▶ _Stated task_: Repeat every record below exactly, leaving out the pictures.

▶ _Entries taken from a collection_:
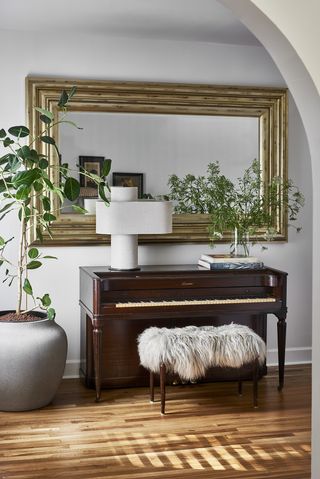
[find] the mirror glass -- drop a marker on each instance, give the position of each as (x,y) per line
(157,146)
(153,130)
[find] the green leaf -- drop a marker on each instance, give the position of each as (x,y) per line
(101,192)
(34,264)
(34,155)
(19,131)
(51,313)
(26,178)
(43,163)
(63,99)
(59,193)
(39,234)
(7,141)
(27,287)
(72,189)
(44,112)
(33,253)
(72,92)
(45,119)
(24,152)
(23,192)
(106,167)
(5,208)
(78,209)
(13,163)
(48,183)
(46,301)
(49,217)
(46,203)
(48,139)
(38,186)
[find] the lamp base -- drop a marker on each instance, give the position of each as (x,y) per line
(124,252)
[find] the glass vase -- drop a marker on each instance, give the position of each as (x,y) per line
(241,243)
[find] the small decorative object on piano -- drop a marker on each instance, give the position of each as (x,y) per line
(232,263)
(228,258)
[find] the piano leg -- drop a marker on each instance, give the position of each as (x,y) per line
(163,387)
(97,351)
(151,386)
(282,327)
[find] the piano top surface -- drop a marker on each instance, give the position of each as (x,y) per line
(103,272)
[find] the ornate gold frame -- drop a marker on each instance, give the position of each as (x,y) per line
(269,105)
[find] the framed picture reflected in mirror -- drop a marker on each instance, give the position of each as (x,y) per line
(129,179)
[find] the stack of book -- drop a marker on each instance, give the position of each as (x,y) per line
(226,261)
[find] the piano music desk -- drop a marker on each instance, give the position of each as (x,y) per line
(116,306)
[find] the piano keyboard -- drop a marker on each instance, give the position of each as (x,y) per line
(194,302)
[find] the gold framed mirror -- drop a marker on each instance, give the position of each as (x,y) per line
(267,105)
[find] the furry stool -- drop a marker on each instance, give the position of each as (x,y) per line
(190,351)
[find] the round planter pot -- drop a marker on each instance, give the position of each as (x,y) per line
(32,360)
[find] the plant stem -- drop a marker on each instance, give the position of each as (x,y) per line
(20,260)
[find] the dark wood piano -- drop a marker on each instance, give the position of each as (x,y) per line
(116,306)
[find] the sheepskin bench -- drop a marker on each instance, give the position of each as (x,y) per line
(191,350)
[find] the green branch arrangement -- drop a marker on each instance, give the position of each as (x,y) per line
(247,206)
(26,189)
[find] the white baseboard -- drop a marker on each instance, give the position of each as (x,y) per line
(72,369)
(293,356)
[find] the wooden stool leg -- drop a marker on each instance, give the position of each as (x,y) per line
(255,382)
(151,386)
(163,387)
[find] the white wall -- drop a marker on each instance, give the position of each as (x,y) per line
(123,59)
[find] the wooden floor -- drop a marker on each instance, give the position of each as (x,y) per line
(209,432)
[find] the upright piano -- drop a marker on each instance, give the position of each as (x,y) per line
(116,306)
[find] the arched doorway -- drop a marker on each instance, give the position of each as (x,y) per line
(307,99)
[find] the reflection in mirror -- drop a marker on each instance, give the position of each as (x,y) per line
(159,145)
(158,129)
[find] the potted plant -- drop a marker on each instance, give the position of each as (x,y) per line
(246,208)
(33,346)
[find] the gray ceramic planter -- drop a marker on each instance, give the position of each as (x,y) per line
(32,361)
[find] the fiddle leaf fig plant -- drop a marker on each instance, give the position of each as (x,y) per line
(26,190)
(245,206)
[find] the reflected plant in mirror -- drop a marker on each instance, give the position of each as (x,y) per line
(245,206)
(27,191)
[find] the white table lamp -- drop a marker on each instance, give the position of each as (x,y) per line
(125,218)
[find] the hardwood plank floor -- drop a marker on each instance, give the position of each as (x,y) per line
(209,432)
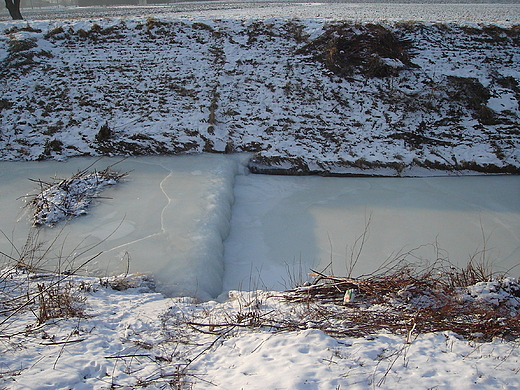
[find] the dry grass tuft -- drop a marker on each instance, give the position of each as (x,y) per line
(71,197)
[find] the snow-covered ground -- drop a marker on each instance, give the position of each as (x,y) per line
(239,85)
(169,218)
(136,338)
(441,96)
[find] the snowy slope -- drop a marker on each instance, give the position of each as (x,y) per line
(264,86)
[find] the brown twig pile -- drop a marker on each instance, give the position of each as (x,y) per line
(66,198)
(409,300)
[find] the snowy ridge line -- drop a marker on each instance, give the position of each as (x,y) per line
(299,94)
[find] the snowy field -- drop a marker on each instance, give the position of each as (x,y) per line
(220,223)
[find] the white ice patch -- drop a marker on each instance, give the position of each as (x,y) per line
(168,218)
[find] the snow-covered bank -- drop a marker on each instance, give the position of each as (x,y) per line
(136,338)
(304,95)
(168,218)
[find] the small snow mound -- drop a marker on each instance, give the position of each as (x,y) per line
(70,197)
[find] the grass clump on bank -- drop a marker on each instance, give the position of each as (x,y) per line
(71,197)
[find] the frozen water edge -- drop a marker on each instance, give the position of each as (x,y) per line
(168,219)
(201,225)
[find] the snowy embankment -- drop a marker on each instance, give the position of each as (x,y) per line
(297,95)
(305,96)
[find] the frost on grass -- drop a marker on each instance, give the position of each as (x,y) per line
(307,97)
(71,197)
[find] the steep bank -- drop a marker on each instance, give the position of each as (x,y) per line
(304,96)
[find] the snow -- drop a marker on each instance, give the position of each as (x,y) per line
(136,338)
(239,84)
(202,224)
(214,224)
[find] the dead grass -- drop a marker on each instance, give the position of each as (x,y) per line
(66,198)
(346,48)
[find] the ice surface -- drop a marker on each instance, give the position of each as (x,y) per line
(168,218)
(283,226)
(201,224)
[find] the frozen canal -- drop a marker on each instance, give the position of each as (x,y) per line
(202,225)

▶ _Written answer_:
[find] the mirror glass -- drop a marker on each instance, give the position of each as (x,y) per line
(157,146)
(153,130)
[find] the green leaf -- drop a marker on each instance, give the position of each as (x,y) per line
(101,192)
(34,264)
(34,155)
(19,131)
(51,313)
(26,178)
(43,163)
(63,99)
(59,193)
(39,234)
(7,141)
(27,287)
(72,189)
(44,112)
(33,253)
(72,92)
(45,119)
(24,152)
(23,192)
(106,167)
(5,208)
(78,209)
(13,163)
(48,183)
(46,301)
(49,217)
(46,203)
(48,139)
(38,186)
[find] the lamp base -- drop a marker on each instance, give the position of each as (x,y) per line
(124,252)
[find] the glass vase -- drop a marker on each instance, give the position of each as (x,y) per line
(241,243)
[find] the small decorative object on piano -- drop a marker on each instance, give the position of each as (x,y) per line
(232,263)
(228,258)
[find] the piano leg -- drop a marker on each instance, give the position of each as (x,y) per line
(163,387)
(97,351)
(151,386)
(282,327)
[find] the piano top surface -- drop a marker on each instance, give the position of each as (x,y) per line
(103,272)
[find] the ornate gold frame -- drop a marker on each instance, give the position of each as (x,y) per line
(269,105)
[find] the framed picture reflected in mirror -- drop a marker on each instance, give the position of each as (x,y) per line
(129,179)
[find] the stack of book -- drop a marker on each instance, give the position of each as (x,y) per line
(226,261)
[find] the piano music desk -- drop a marker on each instance, give the position of each as (x,y) per line
(116,306)
[find] the piano keyboard -- drop a marker on each instance, give the position of each as (x,y) per line
(194,302)
[find] the gold framed mirror -- drop a marker on each instance, give the position of each as (x,y) per line
(267,105)
[find] the furry stool -- drop a marker on each instance, give the position of each as (x,y) per line
(190,351)
[find] the round planter pot -- drop a marker on each instance, give the position of each as (x,y) per line
(32,360)
[find] the plant stem -- drop a marker on each instance, give the position of each as (x,y) per line
(20,260)
[find] the dark wood piano -- drop a marker on each instance, give the position of each as (x,y) per line
(116,306)
[find] the sheepskin bench -- drop a marker on each instance, give the position of each as (x,y) per line
(191,350)
[find] the green branch arrangement -- drop a marker on each instance, give the position of each as (x,y) per line
(247,206)
(26,189)
[find] the white baseboard -- drop a marker on each instance, give the position of each as (x,y) per line
(72,369)
(293,356)
[find] the wooden stool leg -- drop a marker on each instance, give the position of each as (x,y) per line
(255,382)
(151,386)
(163,387)
[find] the white wall -- drop a marker on each instance, give the position of each as (x,y) per line
(123,59)
[find] the wooden floor -- drop a marker on each instance, give the position of each as (x,y) per line
(209,432)
[find] the upright piano -- drop a marker on each instance, give the position of each as (x,y) per line
(116,306)
[find] the arched doorway -- drop a marker on each instance, give the position of each as (x,y) per line
(307,99)
[find] the reflection in mirror -- drop a marker on each instance, give the position of each as (x,y) per line
(159,145)
(158,129)
[find] the potted plant -- drop a marker on each instance, give the position of each as (x,y) per line
(246,208)
(33,346)
[find] the gray ceramic planter -- drop a marker on each instance, give the position of each as (x,y) per line
(32,361)
[find] the fiddle leaf fig plant -- drop a marker on each instance, give the position of each as (x,y) per line
(26,190)
(245,206)
[find] the reflected plant in mirror -- drop a marker on each instance, give the position of each as (x,y) per line
(245,206)
(27,191)
[find] the white table lamp -- drop a marker on each instance, give the position of each as (x,y) per line
(125,218)
[find] the hardwood plank floor -- drop a marker on each instance, give the position of each as (x,y) per line
(209,432)
[find] the dry grass tuft -- drop a marker on each instance, give the position of each as (x,y) per line
(71,197)
[find] the snow-covered ground -- drop a marker on each instance, give the position of each as (x,y) per line
(239,85)
(169,218)
(136,338)
(441,96)
[find] the snowy slope -- drop a marker on each instance, give the position of each as (x,y) per line
(264,86)
[find] the brown twig pile -- drop a marker on each instance, give the position of each as (x,y) per line
(66,198)
(409,300)
[find] the snowy ridge line -- drop a marker on each instance, give the position of each as (x,y) per line
(299,94)
[find] the snowy field -- drop a marker on each instance, give the position of each as (x,y) per line
(220,223)
[find] the white ice patch -- drop a marker on each instance, give the position of each as (x,y) per line
(168,218)
[find] the snow-covered bank -- drop a marker on each instance, give the position of each as (x,y) per line
(136,338)
(304,95)
(168,218)
[find] the small snow mound -- drop a marker on each instance, give the position of each as (x,y) per line
(70,197)
[find] the grass clump on bank -- drop a marker on each instance, give the position of each as (x,y) per line
(71,197)
[find] the frozen water edge -- drop a marker on each instance, give the position of each as (x,y) per line
(168,219)
(201,225)
[find] the snowy embankment -- drop a marker on each instance, give the position of each as (x,y) per line
(297,95)
(305,96)
[find] the frost on grass -- drop a marker on each instance, give the position of each as (x,y) per line
(307,97)
(71,197)
[find] the steep bank -- drop a marker on each instance, give the position of each as (x,y) per line
(304,96)
[find] the snow -- drop a marker on each instance, give the position of each as (x,y) per line
(136,338)
(239,84)
(202,224)
(214,224)
[find] the dead grass -- drop a marker on each instance, give the position of each as (x,y) per line
(66,198)
(346,48)
[find] the ice surface -- drop a marker on each instance, give the position of each as (x,y) per line
(168,218)
(283,226)
(201,224)
[find] the frozen canal -- drop a marker on each instance, give the position of each as (x,y) per line
(202,225)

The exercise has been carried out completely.